> _Fragmento elegido_
________________
Alberto Soler, conocido psicólogo y bloguero, nos habló en su ponencia de la importancia de desterrar las etiquetas en la educación de nuestros hijos, porque las etiquetas son peligrosas y dejan poco margen de actuación a la persona que etiquetamos.
Alberto Soler

Ponencia de Alberto Soler: “Nuestros hijos son riquísimos, están llenos de matices. Así que no les arruinemos con etiquetas de garrafón”

Alberto Soler, conocido psicólogo y bloguero, nos habló en su ponencia de la importancia de desterrar las etiquetas en la educación de nuestros hijos, porque las etiquetas son peligrosas y dejan poco margen de actuación a la persona que etiquetamos. Recordó que  “los niños que etiquetamos como buenos son los fáciles de manejar en el día a día, y los malos los que cuesta más manejar. Y esto tiene mucho que ver con los problemas de conciliación” y subrayó que somos contradictorios porque, cuando nuestro niño sea adolescentes , ¿vamos a querer que sea muy fácil de manejar por su grupo de amigos, esos que se drogan y hacen cosas malas?”. Frente a las etiquetas, Alberto propone atender la conducta de manera específica y proporcionada y recuerda que a nuestros hijos “hay que animarles y no castigarles cuando hacen valer su voz”.

Alberto Soler empezó preguntando si existen los niños buenos o malos. El público contesta que no. Pero luego pregunta si nuestros hijos son buenos o malos. La respuesta es “buenos”. ¿En qué quedamos? Alberto nos aclara que “los niños malos no existen, pero los buenos tampoco. Sí existen niños que etiquetamos como buenos o malos”. Y con su ponencia quiso reflexionar sobre por qué les ponemos esas etiquetas.
________________
> _Datos registrados_
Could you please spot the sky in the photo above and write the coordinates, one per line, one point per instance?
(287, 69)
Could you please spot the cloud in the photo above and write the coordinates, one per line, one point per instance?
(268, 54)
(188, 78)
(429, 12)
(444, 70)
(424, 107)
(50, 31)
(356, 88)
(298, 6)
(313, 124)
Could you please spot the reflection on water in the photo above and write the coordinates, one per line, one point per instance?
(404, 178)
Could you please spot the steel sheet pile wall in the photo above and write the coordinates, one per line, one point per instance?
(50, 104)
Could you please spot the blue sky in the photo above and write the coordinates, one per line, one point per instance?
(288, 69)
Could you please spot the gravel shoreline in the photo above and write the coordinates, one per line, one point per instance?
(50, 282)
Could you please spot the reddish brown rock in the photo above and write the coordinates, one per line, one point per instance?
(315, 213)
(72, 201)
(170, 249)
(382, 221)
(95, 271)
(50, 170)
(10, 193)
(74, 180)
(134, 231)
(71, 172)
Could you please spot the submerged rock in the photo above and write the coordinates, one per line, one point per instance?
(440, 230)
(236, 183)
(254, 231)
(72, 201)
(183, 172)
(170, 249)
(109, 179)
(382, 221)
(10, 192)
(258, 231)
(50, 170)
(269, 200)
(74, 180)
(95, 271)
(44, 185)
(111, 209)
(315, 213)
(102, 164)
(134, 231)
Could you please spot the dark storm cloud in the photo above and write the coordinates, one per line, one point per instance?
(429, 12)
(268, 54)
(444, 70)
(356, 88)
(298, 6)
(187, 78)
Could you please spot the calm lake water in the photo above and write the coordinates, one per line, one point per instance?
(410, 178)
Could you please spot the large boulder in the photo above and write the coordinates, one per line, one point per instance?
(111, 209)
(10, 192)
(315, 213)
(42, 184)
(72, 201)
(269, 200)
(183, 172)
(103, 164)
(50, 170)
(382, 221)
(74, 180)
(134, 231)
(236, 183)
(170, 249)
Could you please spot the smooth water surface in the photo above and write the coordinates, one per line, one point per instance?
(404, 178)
________________
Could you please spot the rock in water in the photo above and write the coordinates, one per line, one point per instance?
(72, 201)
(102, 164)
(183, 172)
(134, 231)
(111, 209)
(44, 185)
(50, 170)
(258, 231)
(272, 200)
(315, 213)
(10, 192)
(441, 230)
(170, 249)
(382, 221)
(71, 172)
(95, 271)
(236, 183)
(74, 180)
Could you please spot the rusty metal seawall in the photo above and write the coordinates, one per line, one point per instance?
________________
> _Tareas_
A. Según el fragmento sobre las etiquetas en la crianza, ¿qué propone Alberto Soler en lugar de poner etiquetas?
B. Sigue escribiendo el fragmento sobre las etiquetas en la crianza a partir de donde termina.
Las líneas de datos no hacen falta para estas tareas.

> _Respuestas por tarea_
A. Atender la conducta de manera específica y proporcionada.

B.
Nos cuenta Alberto que hace unos años “se hizo en una Universidad de California un experimento muy curioso. Cogieron un grupo de voluntarios y los pusieron delante de una máquina de resonancia electromagnética para ver cómo les funcionaba el cerebro por dentro. Les dieron a probar dos vinos diferentes”. En uno de ellos el precio marcaba 90 dólares y en otro menos de cinco. El experimento consistía en que los participantes tenían que probar los vinos y debían decir cuál les había gustado más. La mayoría respondió que el de 90 dólares. Pero además con las resonancias se vio que “las áreas cerebrales asociadas al placer quedaban más activadas cuando probaban el vino caro”. Pero este experimento tenía trampa: “las etiquetas estaban cambiadas. Pero las etiquetas habían condicionado la percepción de los participantes”. Esto le lleva a decir a Alberto que “la realidad no existe, que es algo construido. Muchas veces lo que nosotros esperamos que suceda acaba pasando. Cambiando las expectativas en los demás se cambia la percepción”. Nos cuenta Alberto que “al cerebro le gustan los patrones sencillos. Por eso es mucho más sencillo etiquetar como malo a un niño que simplemente a veces no se está comportando de la manera más adecuada a la situación en la que se encuentra”.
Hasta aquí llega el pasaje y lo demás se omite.